_REQUIRED WORK_: Output all of the data exactly as it appears, but leave out any pictures it contains.

· · · · ·

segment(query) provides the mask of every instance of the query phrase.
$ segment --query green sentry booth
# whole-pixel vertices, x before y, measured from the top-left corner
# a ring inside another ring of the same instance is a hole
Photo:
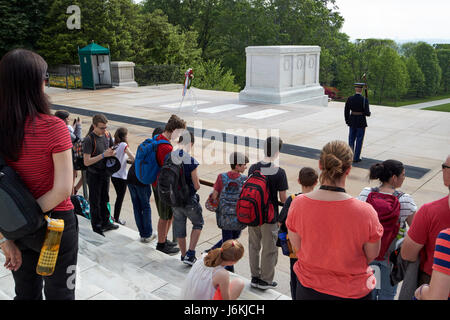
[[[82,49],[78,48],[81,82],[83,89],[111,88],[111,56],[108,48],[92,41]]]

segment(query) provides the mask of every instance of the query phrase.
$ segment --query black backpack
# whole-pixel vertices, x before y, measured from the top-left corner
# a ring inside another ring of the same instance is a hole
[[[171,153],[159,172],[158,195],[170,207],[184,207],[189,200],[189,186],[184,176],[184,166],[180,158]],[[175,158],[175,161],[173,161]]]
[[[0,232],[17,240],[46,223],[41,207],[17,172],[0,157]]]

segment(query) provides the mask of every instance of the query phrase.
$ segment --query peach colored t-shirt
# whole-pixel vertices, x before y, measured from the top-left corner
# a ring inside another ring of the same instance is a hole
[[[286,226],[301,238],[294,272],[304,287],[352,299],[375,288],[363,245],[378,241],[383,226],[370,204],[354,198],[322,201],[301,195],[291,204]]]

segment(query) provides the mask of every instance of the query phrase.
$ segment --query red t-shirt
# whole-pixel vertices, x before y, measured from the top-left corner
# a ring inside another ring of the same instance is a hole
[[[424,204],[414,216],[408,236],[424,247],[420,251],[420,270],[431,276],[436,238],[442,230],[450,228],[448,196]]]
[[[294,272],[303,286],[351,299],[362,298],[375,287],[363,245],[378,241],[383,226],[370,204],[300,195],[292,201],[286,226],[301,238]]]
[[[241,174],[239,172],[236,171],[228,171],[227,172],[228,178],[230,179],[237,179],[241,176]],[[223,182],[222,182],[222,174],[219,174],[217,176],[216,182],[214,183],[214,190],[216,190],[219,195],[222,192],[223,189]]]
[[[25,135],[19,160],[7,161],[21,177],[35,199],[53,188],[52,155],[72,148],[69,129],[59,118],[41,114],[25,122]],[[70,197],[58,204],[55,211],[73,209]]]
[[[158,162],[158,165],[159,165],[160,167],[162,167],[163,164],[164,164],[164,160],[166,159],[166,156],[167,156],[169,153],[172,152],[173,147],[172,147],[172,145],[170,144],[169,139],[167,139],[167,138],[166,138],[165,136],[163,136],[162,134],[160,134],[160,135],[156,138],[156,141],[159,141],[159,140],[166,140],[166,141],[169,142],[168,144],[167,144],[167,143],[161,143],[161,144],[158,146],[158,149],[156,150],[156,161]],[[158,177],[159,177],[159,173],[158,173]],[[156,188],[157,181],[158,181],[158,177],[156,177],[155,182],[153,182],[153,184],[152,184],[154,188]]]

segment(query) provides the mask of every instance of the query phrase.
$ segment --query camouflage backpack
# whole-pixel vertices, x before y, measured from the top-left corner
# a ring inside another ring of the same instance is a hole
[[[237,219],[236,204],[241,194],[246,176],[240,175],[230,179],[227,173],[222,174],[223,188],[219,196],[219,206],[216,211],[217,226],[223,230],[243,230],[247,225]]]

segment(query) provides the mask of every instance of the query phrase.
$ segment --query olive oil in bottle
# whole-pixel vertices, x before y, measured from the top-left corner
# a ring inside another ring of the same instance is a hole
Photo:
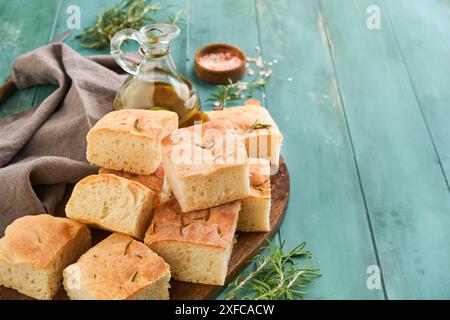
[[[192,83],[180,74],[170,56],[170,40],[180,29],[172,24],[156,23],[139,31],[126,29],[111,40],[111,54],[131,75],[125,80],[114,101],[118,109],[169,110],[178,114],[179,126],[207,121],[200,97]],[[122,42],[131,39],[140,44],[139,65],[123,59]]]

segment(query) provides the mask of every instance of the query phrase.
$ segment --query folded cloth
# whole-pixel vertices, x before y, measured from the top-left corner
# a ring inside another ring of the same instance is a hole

· · · · ·

_WRITTEN RESPONSE_:
segment(query) provides the mask of every instance of the query phrase.
$ segment --query green sentry booth
# whole-pixel vertices, x before y, measured from the top-left corner
# a ring inside another ring of the same instance is a hole
Photo:
[[[82,49],[78,48],[81,82],[83,89],[111,88],[111,56],[108,48],[92,41]]]

segment(query) provides the mask of every instance of the query phrase.
$ segment --query black backpack
# whole-pixel vertices, x before y, measured from the top-left corner
# a ring inside another ring of the same instance is a hole
[[[171,153],[159,172],[158,195],[170,207],[184,207],[189,200],[189,186],[184,176],[184,166],[180,158]],[[175,158],[175,161],[173,161]]]
[[[0,232],[17,240],[46,223],[41,207],[17,172],[0,157]]]

segment(query) provides the mask of every instance of the query phrase.
$ segment --query peach colored t-shirt
# whole-pixel vertices, x before y, measured from the top-left corner
# a ring inside another ring of the same instance is a hole
[[[286,226],[301,238],[294,272],[304,287],[352,299],[375,288],[363,245],[378,241],[383,226],[370,204],[354,198],[322,201],[301,195],[291,204]]]

segment(query) provides the mask of every instance of the query phrase.
$ segment --query red t-shirt
# whole-pixel vertices, x before y, measured from the top-left corner
# a ring inside another ring of the same instance is a hole
[[[424,204],[414,216],[408,236],[424,247],[420,251],[420,270],[431,276],[436,238],[442,230],[450,228],[448,196]]]
[[[294,272],[303,286],[351,299],[362,298],[375,287],[363,245],[378,241],[383,226],[370,204],[300,195],[292,201],[286,226],[301,238]]]
[[[241,174],[239,172],[236,171],[228,171],[227,172],[228,178],[230,179],[237,179],[241,176]],[[223,182],[222,182],[222,174],[219,174],[217,176],[216,182],[214,183],[214,190],[216,190],[219,195],[222,192],[223,189]]]
[[[25,135],[19,160],[7,161],[21,177],[35,199],[53,188],[52,155],[72,148],[69,129],[59,118],[41,114],[25,122]],[[70,197],[58,204],[55,211],[73,209]]]
[[[158,162],[158,165],[159,165],[160,167],[162,167],[163,164],[164,164],[164,160],[166,159],[166,156],[167,156],[169,153],[172,152],[173,147],[172,147],[172,145],[170,144],[169,139],[167,139],[167,138],[166,138],[165,136],[163,136],[162,134],[160,134],[160,135],[156,138],[156,141],[159,141],[159,140],[166,140],[166,141],[169,142],[168,144],[167,144],[167,143],[161,143],[161,144],[158,146],[158,149],[156,150],[156,161]],[[158,177],[159,177],[159,173],[158,173]],[[156,188],[157,181],[158,181],[158,177],[156,177],[155,182],[153,182],[153,184],[152,184],[154,188]]]

segment(query) provides the mask of every instance of the query phrase.
$ segment --query camouflage backpack
# whole-pixel vertices, x before y, measured from the top-left corner
# a ring inside another ring of the same instance is a hole
[[[237,219],[236,204],[241,194],[246,176],[240,175],[230,179],[227,173],[222,174],[223,188],[219,196],[219,206],[216,211],[217,226],[223,230],[243,230],[247,225]]]

segment(query) provides the mask of every instance of the query phrase.
$ segment --query olive oil in bottle
# whole-pixel vertices, x before y, measured from the top-left corner
# a ring inside another ring of the same instance is a hole
Photo:
[[[192,83],[180,74],[170,56],[170,40],[180,29],[172,24],[156,23],[139,31],[126,29],[111,40],[111,54],[131,75],[125,80],[114,101],[118,109],[169,110],[178,114],[179,126],[207,121],[200,97]],[[122,42],[131,39],[140,44],[139,65],[123,59]]]

segment(query) provides the mask of every instance of the query phrase.
$ segment --query folded cloth
# whole-pixel vertices, x before y, measured from the top-left corner
# a ring inside another ring of the same instance is a hole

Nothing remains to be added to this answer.